ЗАДАНИЯ:
1. Изложите в двух предложениях отрывок о языке послереволюционных лет.
2. Перепишите записи от их начала до строки с «point(297, 295)» включительно, вместе с запросами, и умножьте на 2,3 все координаты точек в ответах, округлив до целых (половины вверх). Изображения в ответ не включайте.

ФРАГМЕНТ ТЕКСТА:
▼▼▼

Владимир Колесов - Язык Города
Изменилось отношение к различным сторонам тру. довой, социальной и частной жизни; это отношение передается с помощью слов, прежде свойственных именно рабочим: не бунт, а забастовка, не работник, а рабочий, не служба, а работа, не жалование, а зарплата, не недельный день, а выходной день, не миросозерцание, а мировоззрение и т. д. В ходе подобных переосмыслений, словесных замен, уточнений и т. п. изменялось постепенно и то, что называют языковым сознанием масс.
Возникала необходимость в упорядочивании и тех стихийных отклонений в речи, которые связаны были с событиями революционных и послереволюционных лет. Большое значение в этом деле придавалось печати. По некоторым сведениям (см. «Правду» от 21 ноября 1923 г.), В. И. Ленин сразу же после Октябрьской революции сказал сотрудникам: «— Ну, теперь надо учиться писать по-русски. Теперь это не подпольная женевская газета!» — он выражал опасение относительно «перерождения простого народного языка в сторону интеллигентского», т.е. вычурно-специального, чрезмерно сложного, непонятного из-за избытка иностранных слов.

▲▲▲

ИСХОДНЫЕ ЗАПИСИ:
▼▼▼

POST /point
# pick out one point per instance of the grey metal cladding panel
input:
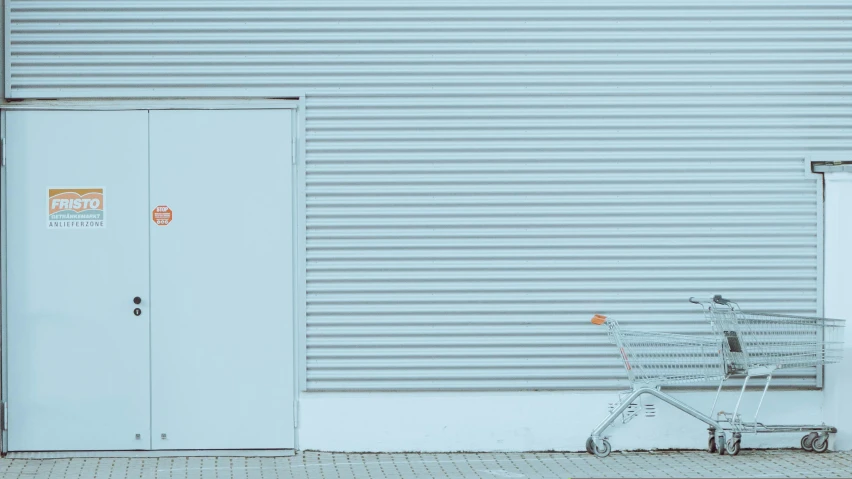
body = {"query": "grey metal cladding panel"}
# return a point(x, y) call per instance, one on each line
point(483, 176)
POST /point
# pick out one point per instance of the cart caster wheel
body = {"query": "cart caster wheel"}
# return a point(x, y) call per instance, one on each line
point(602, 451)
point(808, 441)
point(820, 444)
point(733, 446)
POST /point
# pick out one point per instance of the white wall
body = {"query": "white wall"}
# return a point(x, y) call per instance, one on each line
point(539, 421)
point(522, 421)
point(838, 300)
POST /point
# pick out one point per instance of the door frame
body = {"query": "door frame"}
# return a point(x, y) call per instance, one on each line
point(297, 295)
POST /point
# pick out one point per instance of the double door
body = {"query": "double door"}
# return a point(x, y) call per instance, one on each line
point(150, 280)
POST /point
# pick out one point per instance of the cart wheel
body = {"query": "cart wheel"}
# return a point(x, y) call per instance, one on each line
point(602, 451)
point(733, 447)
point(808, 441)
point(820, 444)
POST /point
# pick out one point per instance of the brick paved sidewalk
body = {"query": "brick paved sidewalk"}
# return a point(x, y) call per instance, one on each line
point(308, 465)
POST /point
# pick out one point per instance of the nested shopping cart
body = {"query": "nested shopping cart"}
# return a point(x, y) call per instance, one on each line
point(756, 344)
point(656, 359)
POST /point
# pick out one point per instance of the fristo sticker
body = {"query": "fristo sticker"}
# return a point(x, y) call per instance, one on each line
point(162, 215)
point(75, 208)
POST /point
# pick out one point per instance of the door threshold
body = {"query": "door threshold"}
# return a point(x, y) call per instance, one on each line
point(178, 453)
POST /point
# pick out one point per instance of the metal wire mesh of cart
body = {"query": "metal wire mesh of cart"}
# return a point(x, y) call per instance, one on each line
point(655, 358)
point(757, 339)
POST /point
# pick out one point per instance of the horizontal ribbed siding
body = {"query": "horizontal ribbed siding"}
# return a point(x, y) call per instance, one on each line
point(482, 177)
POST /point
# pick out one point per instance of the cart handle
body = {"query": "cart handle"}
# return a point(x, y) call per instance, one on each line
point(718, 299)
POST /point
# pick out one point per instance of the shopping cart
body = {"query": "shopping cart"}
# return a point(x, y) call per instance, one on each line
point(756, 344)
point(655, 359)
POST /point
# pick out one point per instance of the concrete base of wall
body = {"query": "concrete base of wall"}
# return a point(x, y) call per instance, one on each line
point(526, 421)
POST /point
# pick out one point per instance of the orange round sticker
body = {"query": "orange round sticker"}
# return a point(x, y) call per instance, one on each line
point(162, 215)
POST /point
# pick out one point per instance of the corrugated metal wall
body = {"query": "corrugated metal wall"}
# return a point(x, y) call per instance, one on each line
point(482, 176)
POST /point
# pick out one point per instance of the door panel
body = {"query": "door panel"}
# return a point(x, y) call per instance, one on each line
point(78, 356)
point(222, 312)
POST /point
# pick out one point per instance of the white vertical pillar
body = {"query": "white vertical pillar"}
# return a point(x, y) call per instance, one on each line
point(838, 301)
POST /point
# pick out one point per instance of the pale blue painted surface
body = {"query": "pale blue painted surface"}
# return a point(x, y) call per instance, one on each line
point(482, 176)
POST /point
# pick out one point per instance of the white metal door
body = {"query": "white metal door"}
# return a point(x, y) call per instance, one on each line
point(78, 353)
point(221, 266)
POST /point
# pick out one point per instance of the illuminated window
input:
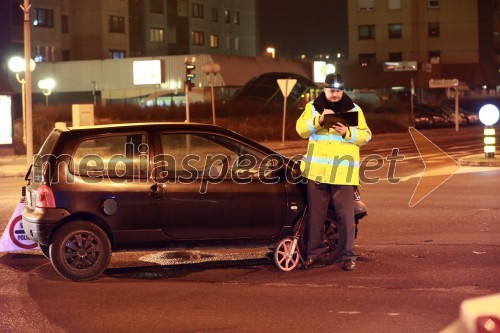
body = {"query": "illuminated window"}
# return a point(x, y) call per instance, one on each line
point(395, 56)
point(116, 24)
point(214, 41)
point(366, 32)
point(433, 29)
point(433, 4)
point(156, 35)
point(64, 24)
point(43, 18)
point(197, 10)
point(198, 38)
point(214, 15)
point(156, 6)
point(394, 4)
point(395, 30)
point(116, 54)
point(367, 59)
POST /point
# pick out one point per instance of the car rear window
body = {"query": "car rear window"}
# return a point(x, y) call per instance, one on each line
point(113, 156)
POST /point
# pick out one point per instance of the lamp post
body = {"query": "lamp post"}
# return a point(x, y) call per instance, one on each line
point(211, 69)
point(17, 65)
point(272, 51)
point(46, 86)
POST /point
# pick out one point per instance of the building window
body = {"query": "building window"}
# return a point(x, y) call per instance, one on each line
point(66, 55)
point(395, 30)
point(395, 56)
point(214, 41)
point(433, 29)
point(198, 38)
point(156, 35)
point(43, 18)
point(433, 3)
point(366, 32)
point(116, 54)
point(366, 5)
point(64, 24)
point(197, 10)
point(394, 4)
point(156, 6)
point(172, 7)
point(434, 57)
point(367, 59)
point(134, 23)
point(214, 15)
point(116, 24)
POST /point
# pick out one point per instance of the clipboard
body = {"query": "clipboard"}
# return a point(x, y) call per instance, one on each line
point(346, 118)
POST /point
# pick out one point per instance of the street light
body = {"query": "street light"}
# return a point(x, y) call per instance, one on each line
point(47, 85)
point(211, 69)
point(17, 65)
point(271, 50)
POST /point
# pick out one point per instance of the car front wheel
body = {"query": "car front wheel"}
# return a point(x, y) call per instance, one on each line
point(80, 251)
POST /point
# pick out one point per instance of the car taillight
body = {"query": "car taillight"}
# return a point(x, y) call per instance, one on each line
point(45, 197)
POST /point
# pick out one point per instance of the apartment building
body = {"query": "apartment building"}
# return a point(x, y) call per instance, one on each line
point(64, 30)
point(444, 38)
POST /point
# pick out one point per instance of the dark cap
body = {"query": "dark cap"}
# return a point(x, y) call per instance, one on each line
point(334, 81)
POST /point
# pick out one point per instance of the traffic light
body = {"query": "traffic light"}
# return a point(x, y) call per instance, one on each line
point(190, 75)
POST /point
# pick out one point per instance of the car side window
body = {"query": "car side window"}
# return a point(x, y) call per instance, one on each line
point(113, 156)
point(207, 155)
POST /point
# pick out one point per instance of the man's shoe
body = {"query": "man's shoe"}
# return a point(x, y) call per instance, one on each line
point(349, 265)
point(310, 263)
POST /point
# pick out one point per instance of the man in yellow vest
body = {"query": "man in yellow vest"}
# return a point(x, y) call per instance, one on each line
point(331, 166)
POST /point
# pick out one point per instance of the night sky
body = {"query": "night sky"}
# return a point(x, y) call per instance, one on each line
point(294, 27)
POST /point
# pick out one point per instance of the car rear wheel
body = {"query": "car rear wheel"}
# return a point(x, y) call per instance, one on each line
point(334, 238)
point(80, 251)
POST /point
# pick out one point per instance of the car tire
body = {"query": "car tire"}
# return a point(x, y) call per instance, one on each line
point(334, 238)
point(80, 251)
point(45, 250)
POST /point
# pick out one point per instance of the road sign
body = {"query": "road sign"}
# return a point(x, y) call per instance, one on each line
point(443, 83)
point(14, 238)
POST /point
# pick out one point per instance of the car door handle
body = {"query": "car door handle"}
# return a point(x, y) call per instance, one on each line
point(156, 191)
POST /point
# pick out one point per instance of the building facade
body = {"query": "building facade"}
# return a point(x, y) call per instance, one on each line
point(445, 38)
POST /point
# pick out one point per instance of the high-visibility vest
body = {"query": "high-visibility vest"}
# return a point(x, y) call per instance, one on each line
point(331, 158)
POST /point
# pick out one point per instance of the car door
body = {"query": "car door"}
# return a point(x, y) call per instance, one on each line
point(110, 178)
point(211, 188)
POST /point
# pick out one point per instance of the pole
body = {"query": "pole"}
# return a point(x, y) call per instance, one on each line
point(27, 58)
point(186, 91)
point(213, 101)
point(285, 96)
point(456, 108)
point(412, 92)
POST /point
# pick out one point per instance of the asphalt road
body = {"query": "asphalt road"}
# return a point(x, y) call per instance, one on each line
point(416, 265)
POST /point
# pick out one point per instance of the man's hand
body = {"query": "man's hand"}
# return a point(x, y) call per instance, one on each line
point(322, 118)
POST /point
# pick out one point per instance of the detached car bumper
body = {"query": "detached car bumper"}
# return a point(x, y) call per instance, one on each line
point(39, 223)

▲▲▲

ОТВЕТЫ:
1. Изменилось отношение к трудовой, социальной и частной жизни, и оно передается словами, прежде свойственными рабочим (забастовка, рабочий, зарплата, выходной день и другими), благодаря чему постепенно менялось языковое сознание масс. Стихийные отклонения в речи революционных и послереволюционных лет требовали упорядочения, и большое значение здесь придавалось печати: по некоторым сведениям, Ленин после Октябрьской революции призывал сотрудников учиться писать по-русски, опасаясь чрезмерно сложного языка с избытком иностранных слов.

2.
POST /point
# pick out one point per instance of the grey metal cladding panel
input:
body = {"query": "grey metal cladding panel"}
# return a point(x, y) call per instance, one on each line
point(1111, 405)
POST /point
# pick out one point per instance of the cart caster wheel
body = {"query": "cart caster wheel"}
# return a point(x, y) call per instance, one on each line
point(1385, 1037)
point(1858, 1014)
point(1886, 1021)
point(1686, 1026)
POST /point
# pick out one point per instance of the white wall
body = {"query": "white wall"}
# return a point(x, y) call per instance, one on each line
point(1240, 968)
point(1201, 968)
point(1927, 690)
POST /point
# pick out one point per instance of the door frame
body = {"query": "door frame"}
# return a point(x, y) call per instance, one on each line
point(683, 679)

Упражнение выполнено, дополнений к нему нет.